→ PAGE EXTRACT:
Foster recommends that companies look at the security tools they are using and if they generate too many unactionable alerts, that they either staff up, or look for new tools.
"They're going to have to hire an army of humans to look at all the alerts, and not let any slip through," he said. "And that's not really sustainable. For one thing, the number of humans trained in this space is already in high demand."
Judge Magnuson dismissed Target's arguments that it should only be liable for Minnesota transactions, and that the company shouldn't be liable for data stolen from point of sale terminals instead of from its databases.
Target did store some data in violation of the state law, specifically the CVV codes for the payment cards, which made the breach more serious, Magnuson said.
The decision as a whole is an important one for the retail industry, said Amy Mushahwar, counsel and Chief Information Security Officer at Washington, D.C.-based ZwillGen PLLC.
"This is a ruling that we're all going to be living with for a very long time."

→ SHORT PROBLEM:
From the news excerpt above, transcribe the passage between "Target did store" and "serious, Magnuson said.", inclusive.

→ PROVIDED MATERIAL:
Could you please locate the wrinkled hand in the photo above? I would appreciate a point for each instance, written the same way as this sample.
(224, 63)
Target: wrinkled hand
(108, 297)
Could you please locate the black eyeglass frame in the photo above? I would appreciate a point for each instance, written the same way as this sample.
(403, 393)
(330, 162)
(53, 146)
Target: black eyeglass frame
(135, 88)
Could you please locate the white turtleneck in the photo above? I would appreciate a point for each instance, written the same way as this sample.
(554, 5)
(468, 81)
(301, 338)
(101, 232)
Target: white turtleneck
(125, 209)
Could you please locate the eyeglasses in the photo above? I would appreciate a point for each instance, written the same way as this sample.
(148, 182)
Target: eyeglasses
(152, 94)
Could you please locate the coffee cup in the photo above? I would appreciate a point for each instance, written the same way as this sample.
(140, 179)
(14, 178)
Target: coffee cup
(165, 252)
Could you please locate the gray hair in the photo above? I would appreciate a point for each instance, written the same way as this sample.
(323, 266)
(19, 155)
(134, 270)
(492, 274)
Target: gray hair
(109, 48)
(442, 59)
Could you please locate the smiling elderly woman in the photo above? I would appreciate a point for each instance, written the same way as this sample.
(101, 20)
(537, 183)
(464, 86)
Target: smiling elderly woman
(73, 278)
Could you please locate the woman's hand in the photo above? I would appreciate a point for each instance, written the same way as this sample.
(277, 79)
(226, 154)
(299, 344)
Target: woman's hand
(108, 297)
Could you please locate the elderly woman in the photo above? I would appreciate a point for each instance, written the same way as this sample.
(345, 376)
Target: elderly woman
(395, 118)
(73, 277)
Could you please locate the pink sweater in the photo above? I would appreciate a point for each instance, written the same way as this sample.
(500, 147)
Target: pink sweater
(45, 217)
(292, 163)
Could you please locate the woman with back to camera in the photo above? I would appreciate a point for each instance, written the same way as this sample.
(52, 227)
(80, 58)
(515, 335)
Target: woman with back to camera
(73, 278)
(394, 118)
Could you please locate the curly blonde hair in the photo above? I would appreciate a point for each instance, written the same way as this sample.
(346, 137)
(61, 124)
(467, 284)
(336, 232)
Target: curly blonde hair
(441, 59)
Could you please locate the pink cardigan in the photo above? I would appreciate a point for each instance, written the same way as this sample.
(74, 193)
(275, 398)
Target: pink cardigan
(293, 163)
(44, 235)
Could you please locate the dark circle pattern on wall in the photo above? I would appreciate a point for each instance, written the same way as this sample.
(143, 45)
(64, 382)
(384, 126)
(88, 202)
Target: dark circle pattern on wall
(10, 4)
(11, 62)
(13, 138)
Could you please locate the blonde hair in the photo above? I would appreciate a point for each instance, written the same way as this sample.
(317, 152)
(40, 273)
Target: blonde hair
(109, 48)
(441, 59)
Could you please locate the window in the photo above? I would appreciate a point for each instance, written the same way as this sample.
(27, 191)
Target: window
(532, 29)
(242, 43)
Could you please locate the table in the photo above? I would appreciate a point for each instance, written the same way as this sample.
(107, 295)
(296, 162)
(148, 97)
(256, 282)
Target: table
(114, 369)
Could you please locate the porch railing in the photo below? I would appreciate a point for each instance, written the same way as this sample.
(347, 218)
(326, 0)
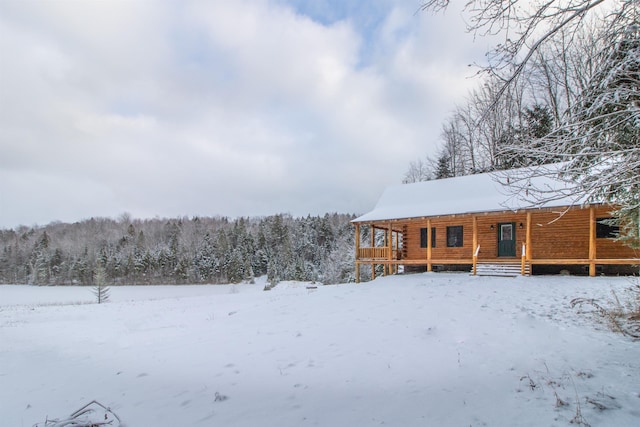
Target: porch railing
(373, 253)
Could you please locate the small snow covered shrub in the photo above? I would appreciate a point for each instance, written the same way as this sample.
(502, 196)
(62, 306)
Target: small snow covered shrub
(622, 312)
(100, 288)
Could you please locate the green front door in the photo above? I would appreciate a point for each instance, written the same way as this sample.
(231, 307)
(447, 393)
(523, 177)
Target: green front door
(507, 239)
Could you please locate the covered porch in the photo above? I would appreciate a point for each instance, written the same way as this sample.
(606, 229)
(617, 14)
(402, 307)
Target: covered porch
(514, 239)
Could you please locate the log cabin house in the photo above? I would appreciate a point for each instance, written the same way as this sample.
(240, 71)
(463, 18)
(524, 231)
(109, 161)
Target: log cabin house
(472, 222)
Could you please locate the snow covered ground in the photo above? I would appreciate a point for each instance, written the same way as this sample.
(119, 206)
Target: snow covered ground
(418, 350)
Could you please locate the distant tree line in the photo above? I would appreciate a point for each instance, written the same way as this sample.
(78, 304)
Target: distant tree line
(180, 250)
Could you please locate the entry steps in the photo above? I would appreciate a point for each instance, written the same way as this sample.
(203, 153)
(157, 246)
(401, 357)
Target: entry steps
(504, 269)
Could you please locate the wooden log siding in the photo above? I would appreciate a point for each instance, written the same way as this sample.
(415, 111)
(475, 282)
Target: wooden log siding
(551, 236)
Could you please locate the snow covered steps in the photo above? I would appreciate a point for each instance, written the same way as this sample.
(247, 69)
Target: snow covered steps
(507, 269)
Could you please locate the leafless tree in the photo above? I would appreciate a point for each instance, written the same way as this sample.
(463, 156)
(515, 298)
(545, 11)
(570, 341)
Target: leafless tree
(598, 139)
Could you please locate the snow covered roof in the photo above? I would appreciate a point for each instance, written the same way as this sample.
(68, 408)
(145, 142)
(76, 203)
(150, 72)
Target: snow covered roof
(486, 192)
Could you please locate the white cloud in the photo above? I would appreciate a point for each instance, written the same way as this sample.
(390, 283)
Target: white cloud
(232, 108)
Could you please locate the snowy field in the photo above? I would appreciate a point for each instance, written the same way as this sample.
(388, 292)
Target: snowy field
(418, 350)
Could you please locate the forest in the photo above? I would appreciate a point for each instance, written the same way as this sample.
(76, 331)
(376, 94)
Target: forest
(180, 250)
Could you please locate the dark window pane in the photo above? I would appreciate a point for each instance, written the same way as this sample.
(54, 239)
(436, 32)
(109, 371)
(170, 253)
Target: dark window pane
(606, 229)
(423, 237)
(454, 236)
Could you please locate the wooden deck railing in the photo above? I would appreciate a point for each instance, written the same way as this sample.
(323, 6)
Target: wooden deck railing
(373, 253)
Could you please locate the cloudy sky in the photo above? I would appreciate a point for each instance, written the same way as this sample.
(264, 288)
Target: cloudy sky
(234, 108)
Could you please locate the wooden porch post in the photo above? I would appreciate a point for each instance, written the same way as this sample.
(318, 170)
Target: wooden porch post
(389, 268)
(528, 241)
(357, 253)
(373, 244)
(475, 245)
(429, 265)
(592, 241)
(526, 253)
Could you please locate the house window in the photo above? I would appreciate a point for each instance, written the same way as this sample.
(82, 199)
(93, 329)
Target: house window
(454, 236)
(605, 229)
(424, 236)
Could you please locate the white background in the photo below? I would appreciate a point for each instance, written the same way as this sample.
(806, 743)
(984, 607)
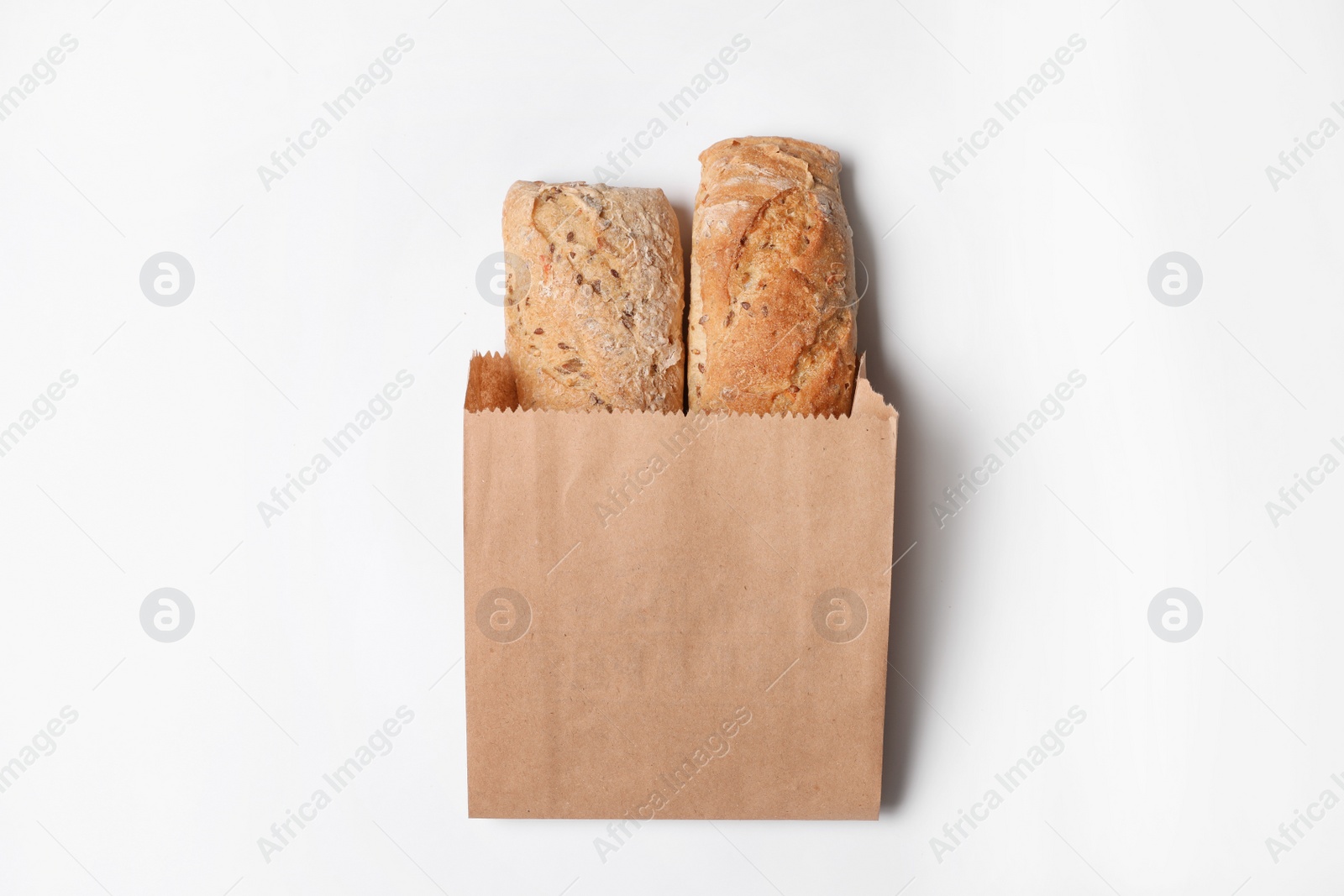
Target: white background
(362, 262)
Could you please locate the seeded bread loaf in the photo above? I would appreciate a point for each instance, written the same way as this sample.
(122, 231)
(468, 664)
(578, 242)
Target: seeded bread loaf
(772, 281)
(593, 297)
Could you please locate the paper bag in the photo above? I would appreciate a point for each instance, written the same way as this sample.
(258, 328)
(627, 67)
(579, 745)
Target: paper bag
(675, 616)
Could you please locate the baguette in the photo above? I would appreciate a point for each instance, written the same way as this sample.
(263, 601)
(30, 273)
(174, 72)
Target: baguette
(773, 295)
(595, 322)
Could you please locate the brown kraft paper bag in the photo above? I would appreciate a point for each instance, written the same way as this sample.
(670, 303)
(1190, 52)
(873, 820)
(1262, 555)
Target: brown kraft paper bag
(675, 616)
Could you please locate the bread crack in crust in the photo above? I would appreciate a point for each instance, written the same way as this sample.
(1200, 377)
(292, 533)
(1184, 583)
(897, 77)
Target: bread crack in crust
(598, 322)
(772, 281)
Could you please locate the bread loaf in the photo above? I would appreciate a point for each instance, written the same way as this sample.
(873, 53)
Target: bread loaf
(772, 281)
(593, 297)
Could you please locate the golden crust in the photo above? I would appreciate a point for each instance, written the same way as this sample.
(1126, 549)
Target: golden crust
(595, 297)
(773, 293)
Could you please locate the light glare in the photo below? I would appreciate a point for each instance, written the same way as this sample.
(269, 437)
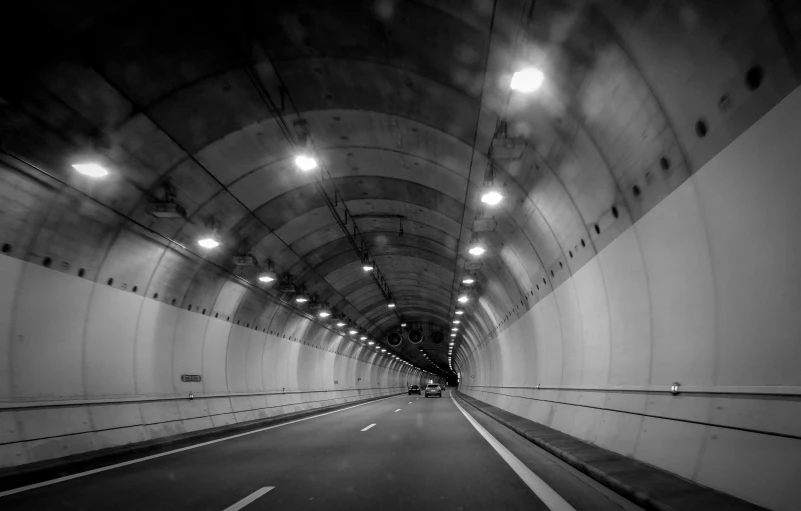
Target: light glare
(305, 163)
(527, 80)
(208, 242)
(90, 169)
(492, 198)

→ WORKED SOLUTION:
Target did store some data in violation of the state law, specifically the CVV codes for the payment cards, which made the breach more serious, Magnuson said.